# Document segment
Baghdad:
Situation relatively calm, some vehicles
and people in the streets, some shops open.
Usual daily contact with Ministry of Foreign Affairs.
Activities planned today:
Unload and store Norwegian Red Cross-donated cargo, which arrived recently: blankets, jerry cans and bladder tanks, etc. The trucks are part of the contingency planning and had been held up in Jordan. Four trucks are still at the Jordanian border.
Continue check on hospitals to assess the wounded and possible needs for material.
Final day of preparation to equip Medical City General Hospital (about 2,500 beds) with a water purification unit, which will provide about 60% of its drinking water needs.
Meet Iraqi Red Crescent leaders to identify humanitarian needs at branches elsewhere in the country.
Additional information on important activities on 20 March:
Temporary water purification units and storage tanks set up: if needed, these can be used as of 21 March to provide water to poorly served parts of Baghdad. Preparation of bladder tanks, pumps and sites for emergency water distribution if and when needed.
Delivery of 21,000 plastic one-litre bags of water to 9 nutritional rehabilitation centres in Baghdad hospitals. To be used as emergency stock.
Basra:
ICRC team evaluating situation in hospitals: ICRC in a position to provide assistance if needed.

# Records shown
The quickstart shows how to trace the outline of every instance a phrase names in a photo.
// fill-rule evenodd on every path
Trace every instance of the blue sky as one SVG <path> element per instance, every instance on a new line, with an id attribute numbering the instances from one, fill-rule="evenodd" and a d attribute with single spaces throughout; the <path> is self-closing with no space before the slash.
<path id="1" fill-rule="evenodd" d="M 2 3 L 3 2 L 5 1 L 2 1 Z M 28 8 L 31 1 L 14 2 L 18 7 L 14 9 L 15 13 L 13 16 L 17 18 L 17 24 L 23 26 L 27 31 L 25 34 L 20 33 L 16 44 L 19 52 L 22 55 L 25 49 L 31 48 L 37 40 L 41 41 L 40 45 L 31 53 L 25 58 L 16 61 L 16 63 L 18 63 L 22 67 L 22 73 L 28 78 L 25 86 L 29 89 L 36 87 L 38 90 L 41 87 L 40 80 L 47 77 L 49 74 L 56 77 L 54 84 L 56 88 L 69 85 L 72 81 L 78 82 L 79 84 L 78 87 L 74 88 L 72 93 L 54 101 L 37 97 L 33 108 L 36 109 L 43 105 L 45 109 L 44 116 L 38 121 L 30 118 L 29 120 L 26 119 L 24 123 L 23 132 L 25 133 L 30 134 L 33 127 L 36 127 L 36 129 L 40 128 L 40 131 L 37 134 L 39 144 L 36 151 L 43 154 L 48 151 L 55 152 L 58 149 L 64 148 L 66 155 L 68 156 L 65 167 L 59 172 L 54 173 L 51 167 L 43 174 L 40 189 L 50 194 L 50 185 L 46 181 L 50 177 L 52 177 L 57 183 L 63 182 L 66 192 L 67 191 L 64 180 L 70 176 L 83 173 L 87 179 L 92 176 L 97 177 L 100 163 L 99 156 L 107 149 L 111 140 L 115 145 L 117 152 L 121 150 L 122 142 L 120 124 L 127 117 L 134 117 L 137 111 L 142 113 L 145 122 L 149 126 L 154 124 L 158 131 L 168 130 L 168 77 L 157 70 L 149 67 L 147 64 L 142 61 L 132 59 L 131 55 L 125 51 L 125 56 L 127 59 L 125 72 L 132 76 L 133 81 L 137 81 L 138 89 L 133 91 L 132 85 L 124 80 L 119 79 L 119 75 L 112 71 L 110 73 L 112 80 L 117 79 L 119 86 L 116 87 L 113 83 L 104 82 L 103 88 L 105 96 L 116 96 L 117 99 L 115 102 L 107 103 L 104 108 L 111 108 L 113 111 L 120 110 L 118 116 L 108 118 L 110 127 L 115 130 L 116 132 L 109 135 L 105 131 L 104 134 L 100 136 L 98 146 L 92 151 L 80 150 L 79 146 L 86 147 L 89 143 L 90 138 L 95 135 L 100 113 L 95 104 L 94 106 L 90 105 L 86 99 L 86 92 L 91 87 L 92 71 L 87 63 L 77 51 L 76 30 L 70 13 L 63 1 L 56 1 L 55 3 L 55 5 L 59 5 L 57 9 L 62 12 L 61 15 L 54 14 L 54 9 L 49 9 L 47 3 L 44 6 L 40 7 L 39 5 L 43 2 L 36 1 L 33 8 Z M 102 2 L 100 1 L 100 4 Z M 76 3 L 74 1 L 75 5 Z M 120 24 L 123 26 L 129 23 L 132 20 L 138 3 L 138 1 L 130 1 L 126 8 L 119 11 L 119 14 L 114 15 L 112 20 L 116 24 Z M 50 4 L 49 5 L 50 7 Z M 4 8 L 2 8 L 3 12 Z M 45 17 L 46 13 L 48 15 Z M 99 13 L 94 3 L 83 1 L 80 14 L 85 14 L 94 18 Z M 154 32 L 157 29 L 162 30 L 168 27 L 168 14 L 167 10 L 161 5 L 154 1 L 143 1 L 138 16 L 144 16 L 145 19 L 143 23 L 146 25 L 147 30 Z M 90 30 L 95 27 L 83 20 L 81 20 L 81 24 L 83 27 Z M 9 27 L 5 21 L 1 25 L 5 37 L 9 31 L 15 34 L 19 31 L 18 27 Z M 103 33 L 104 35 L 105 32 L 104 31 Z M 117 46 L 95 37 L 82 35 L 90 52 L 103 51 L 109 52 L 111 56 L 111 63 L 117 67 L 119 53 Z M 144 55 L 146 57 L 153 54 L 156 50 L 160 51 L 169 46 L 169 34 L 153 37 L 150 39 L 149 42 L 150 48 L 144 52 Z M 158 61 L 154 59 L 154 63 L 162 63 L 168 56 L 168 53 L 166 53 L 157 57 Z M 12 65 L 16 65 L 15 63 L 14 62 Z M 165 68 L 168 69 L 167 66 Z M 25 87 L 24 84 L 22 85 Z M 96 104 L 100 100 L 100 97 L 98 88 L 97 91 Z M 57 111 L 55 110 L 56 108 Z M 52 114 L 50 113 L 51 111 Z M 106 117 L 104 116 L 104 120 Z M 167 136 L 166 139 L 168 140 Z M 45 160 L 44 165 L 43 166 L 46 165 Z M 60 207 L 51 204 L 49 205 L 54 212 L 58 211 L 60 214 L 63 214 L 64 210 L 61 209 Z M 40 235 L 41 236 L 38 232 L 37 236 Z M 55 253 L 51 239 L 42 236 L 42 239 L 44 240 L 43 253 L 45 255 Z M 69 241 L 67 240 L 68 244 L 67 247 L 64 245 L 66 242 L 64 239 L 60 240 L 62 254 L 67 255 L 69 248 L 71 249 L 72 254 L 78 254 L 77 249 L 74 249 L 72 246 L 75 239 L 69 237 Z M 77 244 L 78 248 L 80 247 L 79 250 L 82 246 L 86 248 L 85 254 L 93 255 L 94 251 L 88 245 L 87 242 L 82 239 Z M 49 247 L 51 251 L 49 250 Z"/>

---

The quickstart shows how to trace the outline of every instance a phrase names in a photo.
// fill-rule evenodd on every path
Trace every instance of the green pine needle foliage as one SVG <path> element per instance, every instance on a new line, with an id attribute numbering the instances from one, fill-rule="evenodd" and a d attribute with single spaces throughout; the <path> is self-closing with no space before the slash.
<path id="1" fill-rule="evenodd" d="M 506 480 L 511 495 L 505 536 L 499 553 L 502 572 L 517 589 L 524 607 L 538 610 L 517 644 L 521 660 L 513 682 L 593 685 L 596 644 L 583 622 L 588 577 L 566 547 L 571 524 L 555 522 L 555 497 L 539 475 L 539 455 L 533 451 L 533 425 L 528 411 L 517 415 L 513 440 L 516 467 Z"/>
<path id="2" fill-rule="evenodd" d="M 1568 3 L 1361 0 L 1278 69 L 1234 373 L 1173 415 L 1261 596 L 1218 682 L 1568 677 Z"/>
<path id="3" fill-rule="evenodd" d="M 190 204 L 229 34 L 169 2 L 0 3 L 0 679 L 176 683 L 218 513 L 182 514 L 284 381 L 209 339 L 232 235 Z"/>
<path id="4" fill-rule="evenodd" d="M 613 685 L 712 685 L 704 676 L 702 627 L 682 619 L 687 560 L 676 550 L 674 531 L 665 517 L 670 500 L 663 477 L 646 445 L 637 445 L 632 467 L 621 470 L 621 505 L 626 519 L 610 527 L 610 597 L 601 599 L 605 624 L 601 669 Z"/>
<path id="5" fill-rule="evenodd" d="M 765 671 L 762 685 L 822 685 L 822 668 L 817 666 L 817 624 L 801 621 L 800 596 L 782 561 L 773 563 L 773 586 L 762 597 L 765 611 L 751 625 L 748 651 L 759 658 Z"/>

...

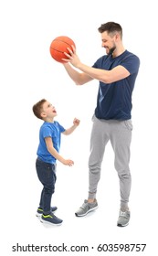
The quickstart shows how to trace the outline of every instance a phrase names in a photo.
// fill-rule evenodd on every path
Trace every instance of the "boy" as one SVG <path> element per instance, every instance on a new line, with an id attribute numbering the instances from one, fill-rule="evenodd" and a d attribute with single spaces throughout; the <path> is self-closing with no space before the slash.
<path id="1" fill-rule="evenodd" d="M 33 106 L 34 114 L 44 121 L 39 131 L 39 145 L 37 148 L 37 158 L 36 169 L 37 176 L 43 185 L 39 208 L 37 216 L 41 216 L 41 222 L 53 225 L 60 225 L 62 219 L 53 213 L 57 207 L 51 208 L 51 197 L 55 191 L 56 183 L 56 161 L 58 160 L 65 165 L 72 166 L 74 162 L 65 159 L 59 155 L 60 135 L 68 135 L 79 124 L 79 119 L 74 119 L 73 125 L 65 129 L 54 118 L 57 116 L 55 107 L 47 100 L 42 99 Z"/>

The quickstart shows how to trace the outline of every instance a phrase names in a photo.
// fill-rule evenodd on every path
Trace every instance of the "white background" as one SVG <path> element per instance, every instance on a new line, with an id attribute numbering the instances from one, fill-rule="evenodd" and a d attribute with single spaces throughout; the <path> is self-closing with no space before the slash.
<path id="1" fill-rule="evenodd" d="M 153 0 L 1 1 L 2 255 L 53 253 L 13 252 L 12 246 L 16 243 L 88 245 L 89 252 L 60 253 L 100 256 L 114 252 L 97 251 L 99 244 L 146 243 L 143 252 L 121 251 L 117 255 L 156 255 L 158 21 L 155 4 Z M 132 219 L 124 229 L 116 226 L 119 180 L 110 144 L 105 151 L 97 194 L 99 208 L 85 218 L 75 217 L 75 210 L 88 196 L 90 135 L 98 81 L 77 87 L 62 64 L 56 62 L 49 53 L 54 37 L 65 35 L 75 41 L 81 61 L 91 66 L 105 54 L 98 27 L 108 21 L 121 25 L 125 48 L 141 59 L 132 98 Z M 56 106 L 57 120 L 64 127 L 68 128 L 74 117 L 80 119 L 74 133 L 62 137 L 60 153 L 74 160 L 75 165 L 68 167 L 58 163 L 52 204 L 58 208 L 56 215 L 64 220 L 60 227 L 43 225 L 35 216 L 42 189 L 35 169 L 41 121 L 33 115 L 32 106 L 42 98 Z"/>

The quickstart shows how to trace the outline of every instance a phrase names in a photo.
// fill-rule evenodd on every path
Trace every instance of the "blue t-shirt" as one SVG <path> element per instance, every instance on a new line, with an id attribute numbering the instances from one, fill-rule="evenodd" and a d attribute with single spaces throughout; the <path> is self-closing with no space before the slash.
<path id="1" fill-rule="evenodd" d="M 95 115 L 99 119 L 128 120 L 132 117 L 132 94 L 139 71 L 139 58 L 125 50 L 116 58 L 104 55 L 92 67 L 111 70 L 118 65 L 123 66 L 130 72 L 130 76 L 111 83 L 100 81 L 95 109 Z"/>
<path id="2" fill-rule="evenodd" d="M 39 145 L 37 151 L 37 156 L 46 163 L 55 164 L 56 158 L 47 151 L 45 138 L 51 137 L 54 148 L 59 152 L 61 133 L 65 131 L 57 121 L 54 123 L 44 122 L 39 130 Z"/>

# Study questions
A - According to the Baghdad and Basra situation update, how many trucks are still at the Jordanian border?
B - Reproduce the Baghdad and Basra situation update word for word, from "Meet Iraqi Red" up to and including "assistance if needed.".
C - Carry on the Baghdad and Basra situation update from the point where it stops.

# Results in order
A - Four trucks are still at the Jordanian border.

B -
Meet Iraqi Red Crescent leaders to identify humanitarian needs at branches elsewhere in the country.
Additional information on important activities on 20 March:
Temporary water purification units and storage tanks set up: if needed, these can be used as of 21 March to provide water to poorly served parts of Baghdad. Preparation of bladder tanks, pumps and sites for emergency water distribution if and when needed.
Delivery of 21,000 plastic one-litre bags of water to 9 nutritional rehabilitation centres in Baghdad hospitals. To be used as emergency stock.
Basra:
ICRC team evaluating situation in hospitals: ICRC in a position to provide assistance if needed.

C -
Activities and possible needs discussed with authorities.
Northern Iraq (Erbil):
Situation quiet (Kurdish new year); many people at home.
Situation being monitored closely in Sulaymaniyah, Dohuk and Diyanah, but no particular population movements noticed.
Contact with authorities in Erbil to exchange information on population movements and general humanitarian situation.
Jordan (20 March):
About 400 nationals of third countries have arrived in the Ruweishid camp run by the Federation/Jordanian Red Crescent, which takes care of their needs.
ICRC has set up a tracing mechanism in the camp: 72 people used ICRC satellite phones to re-establish links with relatives in Sudan, Qatar, Saudi Arabia, Somalia, Egypt, etc.
ICRC distributed limited assistance - stoves and fuel - to about 25 persons stranded in no-man's land along the Jordan-Iraq border. If needed, people in this situation will also be supplied with water, food and other relief goods over the next few days.